AIM – In the passage below about lessons on loving others, which four colors does the quoted song call precious in His sight?

SUPPLIED TEXT –

## begin

You told me to love my neighbors, to model the life of Jesus. To be kind and considerate, and to stand up for the bullied.
You told me to love people, consider others as more important than myself. "Red and yellow, black and white, they are precious in His sight." We sang it together, pressing the volume pedal and leaning our hearts into the chorus.
You told me to love my enemies, to even do good to those who wish for bad things. You told me to never "hate" anyone and to always find ways to encourage people.
You told me it's better to give than receive, to be last instead of first. You told me that money doesn't bring happiness and can even lead to evil, but taking care of the needs of others brings great joy and life to the soul.
You told me that Jesus looks at what I do for the least-of-these as the true depth of my faith. You told me to focus on my own sin instead of trying to police it in others. You told me to be accepting and forgiving.
I paid attention.
I took every lesson.

## end

DATA SECTION –
## begin

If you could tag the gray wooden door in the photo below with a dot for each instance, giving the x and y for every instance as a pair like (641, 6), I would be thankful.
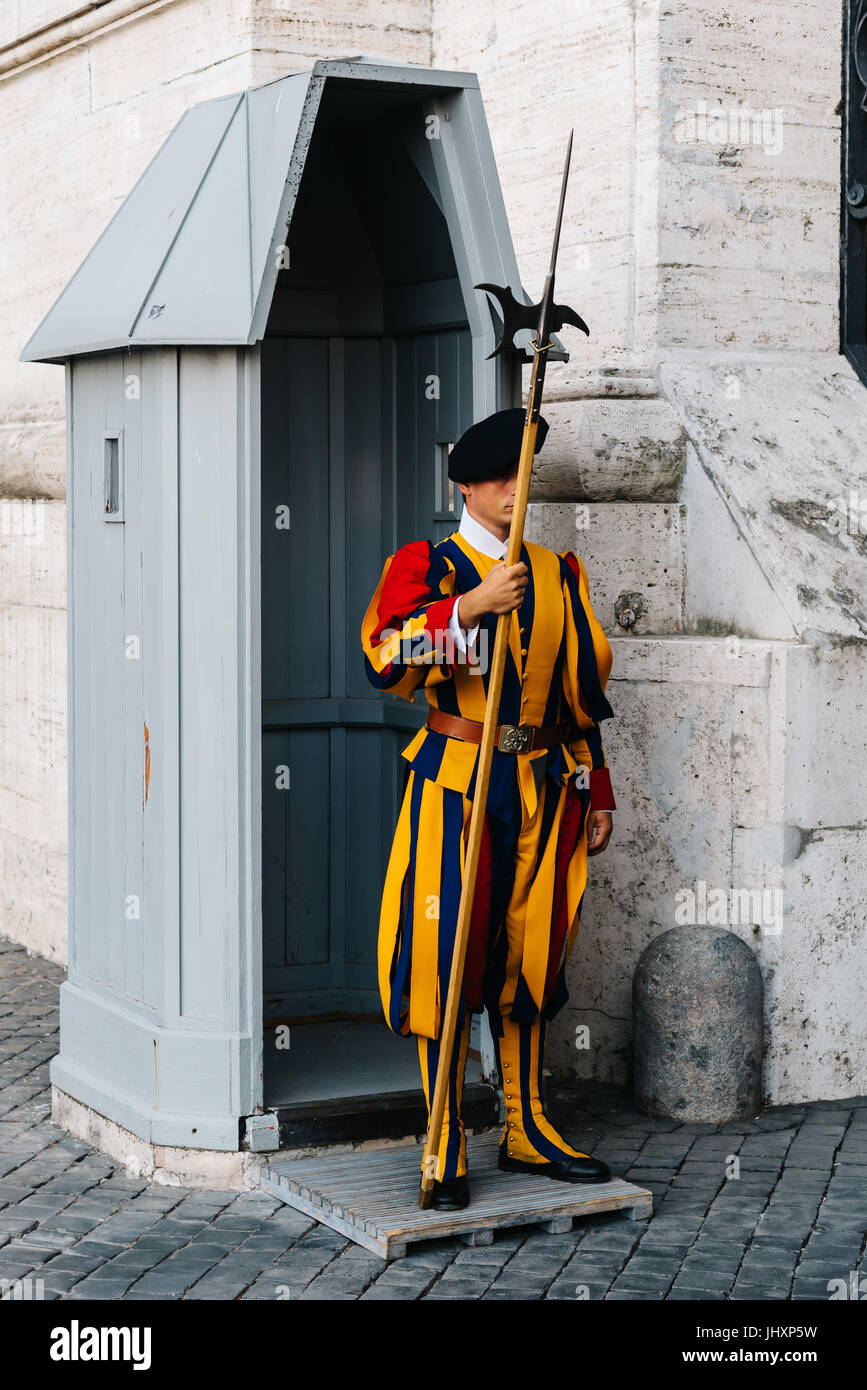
(354, 437)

## end

RESULT OF THE TASK – Red, yellow, black and white.